-- Data shown --
★ ★ ★ ★

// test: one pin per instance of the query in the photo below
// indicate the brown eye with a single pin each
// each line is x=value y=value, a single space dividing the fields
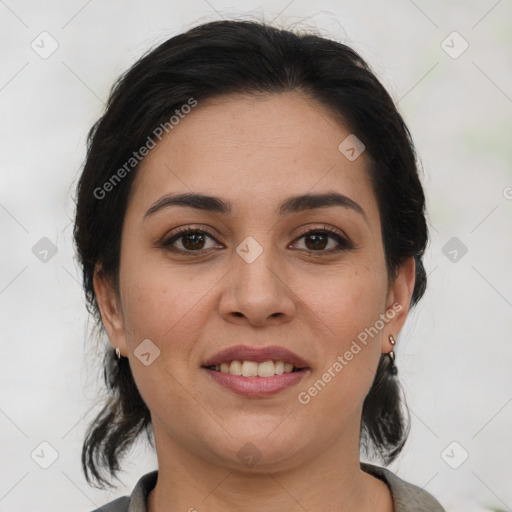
x=189 y=240
x=324 y=241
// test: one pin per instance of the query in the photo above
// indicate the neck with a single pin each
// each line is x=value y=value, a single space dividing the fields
x=328 y=481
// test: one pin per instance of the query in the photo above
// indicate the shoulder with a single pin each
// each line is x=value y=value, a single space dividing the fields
x=118 y=505
x=138 y=499
x=406 y=497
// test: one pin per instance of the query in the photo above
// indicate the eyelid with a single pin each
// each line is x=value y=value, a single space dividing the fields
x=170 y=239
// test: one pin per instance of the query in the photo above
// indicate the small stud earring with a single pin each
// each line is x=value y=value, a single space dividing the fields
x=392 y=368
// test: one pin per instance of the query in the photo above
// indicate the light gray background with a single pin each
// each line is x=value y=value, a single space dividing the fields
x=455 y=354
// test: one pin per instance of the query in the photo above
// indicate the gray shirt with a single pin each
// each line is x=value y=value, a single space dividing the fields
x=406 y=497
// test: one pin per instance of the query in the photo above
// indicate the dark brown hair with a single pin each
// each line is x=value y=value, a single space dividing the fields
x=222 y=58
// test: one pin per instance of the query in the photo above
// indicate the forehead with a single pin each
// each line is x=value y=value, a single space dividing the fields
x=254 y=150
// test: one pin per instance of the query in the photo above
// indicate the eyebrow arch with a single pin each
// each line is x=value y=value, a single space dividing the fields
x=291 y=205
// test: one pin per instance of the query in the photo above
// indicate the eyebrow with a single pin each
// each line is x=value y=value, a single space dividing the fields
x=291 y=205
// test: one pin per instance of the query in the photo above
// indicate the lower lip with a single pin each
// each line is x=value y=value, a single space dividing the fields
x=257 y=386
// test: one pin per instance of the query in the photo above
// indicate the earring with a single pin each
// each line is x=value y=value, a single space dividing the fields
x=392 y=368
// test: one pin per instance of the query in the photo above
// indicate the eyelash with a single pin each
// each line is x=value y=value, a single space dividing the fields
x=343 y=243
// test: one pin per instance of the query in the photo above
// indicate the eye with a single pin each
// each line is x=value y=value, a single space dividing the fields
x=324 y=240
x=190 y=239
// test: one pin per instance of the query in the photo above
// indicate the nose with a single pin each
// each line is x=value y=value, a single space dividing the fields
x=257 y=292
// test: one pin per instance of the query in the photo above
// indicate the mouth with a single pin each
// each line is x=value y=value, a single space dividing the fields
x=256 y=372
x=254 y=369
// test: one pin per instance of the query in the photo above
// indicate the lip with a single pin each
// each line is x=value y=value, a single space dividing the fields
x=258 y=355
x=257 y=387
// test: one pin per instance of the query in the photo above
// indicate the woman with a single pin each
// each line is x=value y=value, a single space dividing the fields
x=251 y=227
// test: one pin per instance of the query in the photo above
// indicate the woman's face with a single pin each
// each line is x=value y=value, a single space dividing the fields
x=250 y=275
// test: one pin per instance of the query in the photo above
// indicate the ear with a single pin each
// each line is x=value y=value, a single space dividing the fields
x=109 y=304
x=398 y=301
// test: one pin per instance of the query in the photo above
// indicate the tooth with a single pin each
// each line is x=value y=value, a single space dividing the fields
x=249 y=369
x=266 y=369
x=235 y=368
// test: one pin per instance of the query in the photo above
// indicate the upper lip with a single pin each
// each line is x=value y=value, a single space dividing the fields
x=256 y=354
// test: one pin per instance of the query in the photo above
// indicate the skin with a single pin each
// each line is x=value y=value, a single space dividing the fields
x=255 y=152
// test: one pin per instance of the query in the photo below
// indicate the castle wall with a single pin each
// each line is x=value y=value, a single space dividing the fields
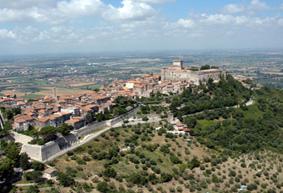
x=50 y=149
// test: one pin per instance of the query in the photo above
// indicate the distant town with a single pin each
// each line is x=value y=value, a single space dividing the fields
x=54 y=110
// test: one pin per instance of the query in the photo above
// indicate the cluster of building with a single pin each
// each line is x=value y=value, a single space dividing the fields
x=172 y=79
x=55 y=110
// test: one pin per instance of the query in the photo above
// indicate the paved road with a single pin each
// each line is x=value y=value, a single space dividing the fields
x=25 y=185
x=96 y=134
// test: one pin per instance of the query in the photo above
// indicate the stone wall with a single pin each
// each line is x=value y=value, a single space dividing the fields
x=20 y=138
x=50 y=149
x=40 y=152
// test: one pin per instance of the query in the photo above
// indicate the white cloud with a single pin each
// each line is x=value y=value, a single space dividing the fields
x=155 y=1
x=186 y=23
x=7 y=34
x=258 y=5
x=23 y=4
x=234 y=8
x=130 y=10
x=75 y=8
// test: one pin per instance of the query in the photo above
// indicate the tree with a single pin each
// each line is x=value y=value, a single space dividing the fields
x=37 y=166
x=24 y=161
x=109 y=172
x=65 y=180
x=35 y=176
x=6 y=169
x=194 y=163
x=65 y=129
x=165 y=177
x=12 y=151
x=33 y=189
x=190 y=121
x=103 y=187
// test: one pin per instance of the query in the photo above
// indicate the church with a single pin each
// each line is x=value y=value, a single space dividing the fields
x=177 y=72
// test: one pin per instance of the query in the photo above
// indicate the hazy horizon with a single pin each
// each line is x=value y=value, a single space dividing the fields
x=91 y=26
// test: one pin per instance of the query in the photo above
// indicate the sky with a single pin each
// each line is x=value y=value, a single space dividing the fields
x=88 y=26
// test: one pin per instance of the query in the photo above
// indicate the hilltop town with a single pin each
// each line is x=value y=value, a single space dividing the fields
x=164 y=129
x=55 y=110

★ ★ ★ ★

-- Exercise requirements --
After dropping the pictures, reproduce exactly the lines from the first line of the entries through the line containing "forehead with a single pin each", both included.

-- Response area --
// test: one pin per instance of the query in the photo below
// indicate the brown eye with a single pin each
// each line is x=value y=value, a single space dividing the fields
x=189 y=240
x=324 y=241
// test: one pin per instance of the query in the photo above
// indicate the neck with a single pin each
// each line is x=value y=value, a single space dividing the fields
x=328 y=481
// test: one pin per instance of the query in the photo above
// indicate the shoulder with a single pin each
// each line is x=value y=value, a single space dividing the fields
x=118 y=505
x=138 y=499
x=406 y=497
// test: one pin per instance of the query in the photo above
// indicate the eyelid with a single pin each
// each line is x=value y=value, a single space dividing the fields
x=170 y=239
// test: one pin per instance of the query in the photo above
// indicate the small stud earring with a single pin each
// each line is x=value y=value, a single space dividing the fields
x=392 y=368
// test: one pin per instance of the query in the photo above
// indicate the light gray background with a single pin each
// each line is x=value y=value, a single space dividing the fields
x=455 y=354
// test: one pin per instance of the query in the photo above
// indicate the gray shirt with a single pin each
// each line is x=value y=value, a single space dividing the fields
x=406 y=497
// test: one pin per instance of the query in the photo above
// indicate the dark brown hair with a single pin each
// each line is x=value y=value, a single space dividing the fields
x=222 y=58
// test: one pin per instance of the query in the photo above
// indicate the forehead with a single pin each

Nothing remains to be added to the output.